→ READING TEXT
Seven tests were performed as shown in Table 3, two free-burn tests, one external fire suppression test, and four internal fire suppression tests. Up to 13 L of suppressant was used for all suppression tests, as is typical for fire suppression systems installed on heavy vehicles. The commercially available systems that were considered both employ water-based suppression agents with less than 5% foam additives.

Temperatures inside the battery pack were measured with type-K thermocouples. These thermocouples, seen in Fig. 10, were either welded to the modules to measure surface temperatures (TC1-TC13) or positioned to measure gas temperatures (TC14 and TC15) inside the battery pack. Those thermocouples measuring gas temperatures were positioned at the same height as those welded to the modules, at half the module height. TC1 was fixed to the traction battery surface from the inside, 5 cm below the opening for the gas burner. All thermocouples were positioned at the same spot for all tests, meaning that only 15 thermocouples were used in test 2–7.

The sides of the live battery modules consist of sheet metal, which is where the thermocouples were attached. The cell number closest to each thermocouple are also listed in Fig. 10. The gas burner was positioned so that the flame impinged on cell no. 6 of module no. 1.

→ PROBLEMS AND TASKS
1: Duplicate the stretch of the battery fire test text from "Temperatures inside the" through "in test 2–7.".
2: Pick up the battery fire test text after its final sentence and carry it forward.

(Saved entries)

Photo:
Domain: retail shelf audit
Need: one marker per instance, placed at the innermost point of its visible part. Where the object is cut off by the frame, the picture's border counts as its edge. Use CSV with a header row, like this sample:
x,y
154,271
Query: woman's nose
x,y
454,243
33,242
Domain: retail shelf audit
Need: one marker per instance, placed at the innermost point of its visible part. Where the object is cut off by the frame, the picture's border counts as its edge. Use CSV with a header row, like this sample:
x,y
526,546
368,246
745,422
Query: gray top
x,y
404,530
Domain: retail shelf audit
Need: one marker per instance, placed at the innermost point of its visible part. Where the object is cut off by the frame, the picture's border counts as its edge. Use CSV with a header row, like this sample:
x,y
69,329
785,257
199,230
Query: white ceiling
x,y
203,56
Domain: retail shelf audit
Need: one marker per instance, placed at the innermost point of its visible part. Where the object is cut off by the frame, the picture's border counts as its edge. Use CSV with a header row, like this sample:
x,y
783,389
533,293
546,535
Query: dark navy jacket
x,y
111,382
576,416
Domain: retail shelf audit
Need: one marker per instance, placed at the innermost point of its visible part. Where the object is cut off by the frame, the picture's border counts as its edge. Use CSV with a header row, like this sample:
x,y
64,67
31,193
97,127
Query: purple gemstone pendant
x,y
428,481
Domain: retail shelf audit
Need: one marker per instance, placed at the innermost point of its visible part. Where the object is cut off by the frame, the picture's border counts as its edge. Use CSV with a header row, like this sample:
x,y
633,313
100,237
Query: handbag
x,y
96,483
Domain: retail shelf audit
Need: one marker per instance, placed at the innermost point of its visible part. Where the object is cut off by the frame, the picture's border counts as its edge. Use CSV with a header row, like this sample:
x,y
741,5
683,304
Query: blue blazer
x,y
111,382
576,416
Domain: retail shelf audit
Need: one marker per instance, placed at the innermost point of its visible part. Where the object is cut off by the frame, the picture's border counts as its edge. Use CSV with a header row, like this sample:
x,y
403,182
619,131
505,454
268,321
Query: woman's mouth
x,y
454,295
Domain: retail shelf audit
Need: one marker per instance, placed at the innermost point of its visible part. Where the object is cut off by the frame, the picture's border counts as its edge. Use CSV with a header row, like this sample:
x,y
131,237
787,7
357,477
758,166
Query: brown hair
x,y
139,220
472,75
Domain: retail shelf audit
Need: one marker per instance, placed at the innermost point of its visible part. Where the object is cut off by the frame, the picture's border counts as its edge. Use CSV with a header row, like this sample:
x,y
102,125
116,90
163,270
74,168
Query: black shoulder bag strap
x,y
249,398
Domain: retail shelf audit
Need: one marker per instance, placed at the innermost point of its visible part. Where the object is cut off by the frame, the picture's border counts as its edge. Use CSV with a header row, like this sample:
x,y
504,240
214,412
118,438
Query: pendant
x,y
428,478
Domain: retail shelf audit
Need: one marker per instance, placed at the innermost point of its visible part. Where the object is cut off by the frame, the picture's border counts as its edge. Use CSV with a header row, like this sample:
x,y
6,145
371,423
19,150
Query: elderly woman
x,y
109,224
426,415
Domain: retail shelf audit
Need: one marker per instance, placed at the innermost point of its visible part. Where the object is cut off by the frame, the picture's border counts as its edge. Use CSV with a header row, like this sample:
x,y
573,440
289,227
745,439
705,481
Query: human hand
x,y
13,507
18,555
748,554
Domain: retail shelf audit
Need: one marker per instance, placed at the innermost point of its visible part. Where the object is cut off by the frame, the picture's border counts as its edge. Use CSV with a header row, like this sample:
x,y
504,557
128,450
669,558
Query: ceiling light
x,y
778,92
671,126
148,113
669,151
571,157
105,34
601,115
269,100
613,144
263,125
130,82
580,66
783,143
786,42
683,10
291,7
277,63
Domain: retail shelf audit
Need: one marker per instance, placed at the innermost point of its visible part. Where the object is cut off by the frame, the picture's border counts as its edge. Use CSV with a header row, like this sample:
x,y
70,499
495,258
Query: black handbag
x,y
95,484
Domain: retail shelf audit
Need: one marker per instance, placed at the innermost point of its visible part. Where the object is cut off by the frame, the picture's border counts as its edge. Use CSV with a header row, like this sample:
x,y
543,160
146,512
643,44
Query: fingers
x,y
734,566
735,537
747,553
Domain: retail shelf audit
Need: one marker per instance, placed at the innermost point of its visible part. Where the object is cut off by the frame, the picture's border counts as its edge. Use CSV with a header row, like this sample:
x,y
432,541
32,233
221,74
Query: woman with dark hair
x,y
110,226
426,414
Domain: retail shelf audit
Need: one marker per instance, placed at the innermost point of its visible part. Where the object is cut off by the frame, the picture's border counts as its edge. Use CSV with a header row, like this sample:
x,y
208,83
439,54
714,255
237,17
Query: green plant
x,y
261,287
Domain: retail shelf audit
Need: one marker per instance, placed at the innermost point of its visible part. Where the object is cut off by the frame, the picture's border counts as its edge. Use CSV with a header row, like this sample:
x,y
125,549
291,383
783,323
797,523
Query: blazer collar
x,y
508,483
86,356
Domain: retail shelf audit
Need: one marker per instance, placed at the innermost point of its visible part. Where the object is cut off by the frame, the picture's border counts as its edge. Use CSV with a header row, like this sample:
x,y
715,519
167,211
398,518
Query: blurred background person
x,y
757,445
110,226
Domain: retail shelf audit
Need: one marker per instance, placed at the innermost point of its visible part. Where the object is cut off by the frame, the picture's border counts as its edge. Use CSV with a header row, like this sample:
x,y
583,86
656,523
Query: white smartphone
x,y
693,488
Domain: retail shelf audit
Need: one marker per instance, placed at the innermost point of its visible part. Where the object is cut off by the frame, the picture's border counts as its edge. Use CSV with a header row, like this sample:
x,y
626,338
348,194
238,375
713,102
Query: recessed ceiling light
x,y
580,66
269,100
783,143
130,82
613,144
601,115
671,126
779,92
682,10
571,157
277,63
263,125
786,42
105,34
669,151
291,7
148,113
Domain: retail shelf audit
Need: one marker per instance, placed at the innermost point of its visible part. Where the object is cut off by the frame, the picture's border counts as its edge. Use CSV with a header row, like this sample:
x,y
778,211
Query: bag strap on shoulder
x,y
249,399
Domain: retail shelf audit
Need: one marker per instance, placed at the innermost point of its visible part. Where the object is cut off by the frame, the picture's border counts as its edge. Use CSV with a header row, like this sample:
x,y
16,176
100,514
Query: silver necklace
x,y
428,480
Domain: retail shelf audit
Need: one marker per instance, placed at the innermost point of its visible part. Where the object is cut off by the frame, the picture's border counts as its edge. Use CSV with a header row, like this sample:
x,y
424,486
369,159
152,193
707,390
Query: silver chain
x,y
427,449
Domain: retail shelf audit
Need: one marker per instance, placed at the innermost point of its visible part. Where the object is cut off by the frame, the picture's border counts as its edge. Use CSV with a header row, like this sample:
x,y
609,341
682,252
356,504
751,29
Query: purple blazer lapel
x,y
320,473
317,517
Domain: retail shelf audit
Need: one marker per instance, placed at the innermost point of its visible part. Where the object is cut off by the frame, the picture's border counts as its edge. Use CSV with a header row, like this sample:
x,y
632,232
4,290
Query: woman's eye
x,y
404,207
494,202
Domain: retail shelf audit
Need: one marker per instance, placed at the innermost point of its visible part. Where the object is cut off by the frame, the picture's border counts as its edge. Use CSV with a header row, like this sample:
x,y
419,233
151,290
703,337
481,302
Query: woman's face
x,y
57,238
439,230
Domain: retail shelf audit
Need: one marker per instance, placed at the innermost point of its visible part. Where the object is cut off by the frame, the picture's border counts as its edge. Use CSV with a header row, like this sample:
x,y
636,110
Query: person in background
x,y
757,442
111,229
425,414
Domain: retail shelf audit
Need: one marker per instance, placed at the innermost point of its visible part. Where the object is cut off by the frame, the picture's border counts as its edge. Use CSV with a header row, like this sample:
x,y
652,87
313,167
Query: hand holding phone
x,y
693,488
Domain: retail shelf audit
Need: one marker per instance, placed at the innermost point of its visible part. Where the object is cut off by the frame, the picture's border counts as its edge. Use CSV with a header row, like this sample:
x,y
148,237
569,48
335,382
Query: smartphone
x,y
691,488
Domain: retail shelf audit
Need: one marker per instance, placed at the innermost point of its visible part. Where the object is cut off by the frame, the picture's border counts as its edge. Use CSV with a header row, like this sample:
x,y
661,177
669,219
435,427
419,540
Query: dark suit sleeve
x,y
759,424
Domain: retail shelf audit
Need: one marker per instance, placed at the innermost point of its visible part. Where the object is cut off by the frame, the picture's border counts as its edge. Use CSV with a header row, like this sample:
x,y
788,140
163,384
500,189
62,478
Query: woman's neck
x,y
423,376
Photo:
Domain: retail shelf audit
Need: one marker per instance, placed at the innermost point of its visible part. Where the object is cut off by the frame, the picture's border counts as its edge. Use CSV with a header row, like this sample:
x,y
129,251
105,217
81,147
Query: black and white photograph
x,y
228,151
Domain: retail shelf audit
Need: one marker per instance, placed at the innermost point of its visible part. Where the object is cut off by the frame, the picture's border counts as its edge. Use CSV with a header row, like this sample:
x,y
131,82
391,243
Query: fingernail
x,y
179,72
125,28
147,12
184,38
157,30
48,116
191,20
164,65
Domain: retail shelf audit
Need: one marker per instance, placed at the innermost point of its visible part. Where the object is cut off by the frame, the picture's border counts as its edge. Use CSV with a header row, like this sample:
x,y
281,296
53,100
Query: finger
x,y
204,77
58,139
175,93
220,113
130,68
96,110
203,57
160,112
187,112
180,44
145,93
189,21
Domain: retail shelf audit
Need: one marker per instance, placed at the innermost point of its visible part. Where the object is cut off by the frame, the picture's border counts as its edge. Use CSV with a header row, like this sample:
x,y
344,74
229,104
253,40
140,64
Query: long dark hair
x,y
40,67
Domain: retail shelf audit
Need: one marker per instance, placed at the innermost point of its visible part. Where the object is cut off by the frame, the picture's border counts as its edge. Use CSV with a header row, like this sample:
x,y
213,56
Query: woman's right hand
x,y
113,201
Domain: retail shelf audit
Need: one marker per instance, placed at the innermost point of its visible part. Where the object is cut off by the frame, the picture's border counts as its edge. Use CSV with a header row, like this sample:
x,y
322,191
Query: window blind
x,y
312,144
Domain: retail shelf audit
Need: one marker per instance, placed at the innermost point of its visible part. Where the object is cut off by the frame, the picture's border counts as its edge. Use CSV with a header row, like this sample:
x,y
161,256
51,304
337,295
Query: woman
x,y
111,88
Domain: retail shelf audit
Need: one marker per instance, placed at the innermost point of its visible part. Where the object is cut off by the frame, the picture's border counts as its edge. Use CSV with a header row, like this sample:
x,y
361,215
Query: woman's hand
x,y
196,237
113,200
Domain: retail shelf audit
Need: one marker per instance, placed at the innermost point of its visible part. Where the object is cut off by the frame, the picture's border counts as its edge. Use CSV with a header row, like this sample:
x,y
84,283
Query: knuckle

→ RESULTS
1:
Temperatures inside the battery pack were measured with type-K thermocouples. These thermocouples, seen in Fig. 10, were either welded to the modules to measure surface temperatures (TC1-TC13) or positioned to measure gas temperatures (TC14 and TC15) inside the battery pack. Those thermocouples measuring gas temperatures were positioned at the same height as those welded to the modules, at half the module height. TC1 was fixed to the traction battery surface from the inside, 5 cm below the opening for the gas burner. All thermocouples were positioned at the same spot for all tests, meaning that only 15 thermocouples were used in test 2–7.

2:
The water mist system was considered during test 2 (mist 1) and test 3 (mist 2) and is shown in Fig. 11. The suppression agent was stored in and supplied by 6.5 L piston accumulators, each weighing 18 kg. Full cone nozzles were used inside the battery pack with a flow rate capacity of 1.7 L/min and a 60º spray angle. According to the manufacturer, these nozzles produce a droplet size of approximately 50 μm in diameter. Three nozzles were considered in mist 1. These were connected to the 2 × 6.5 L cylinders, whereas in mist 2 these three nozzles were connected to only one 6.5 L cylinder. In addition, a fourth nozzle was aimed at the initiating module and was connected to its own 6.5 L cylinder. The total amount of suppressant was thus the same in the two tests (13 L) yet the number of nozzles and their spray duration differed. For mist 1 this was about 3 min while for mist 2 these nozzles were active for 1.5 min while the fourth nozzle continued spraying for an additional 2.5 min, i.e. 4 min in total.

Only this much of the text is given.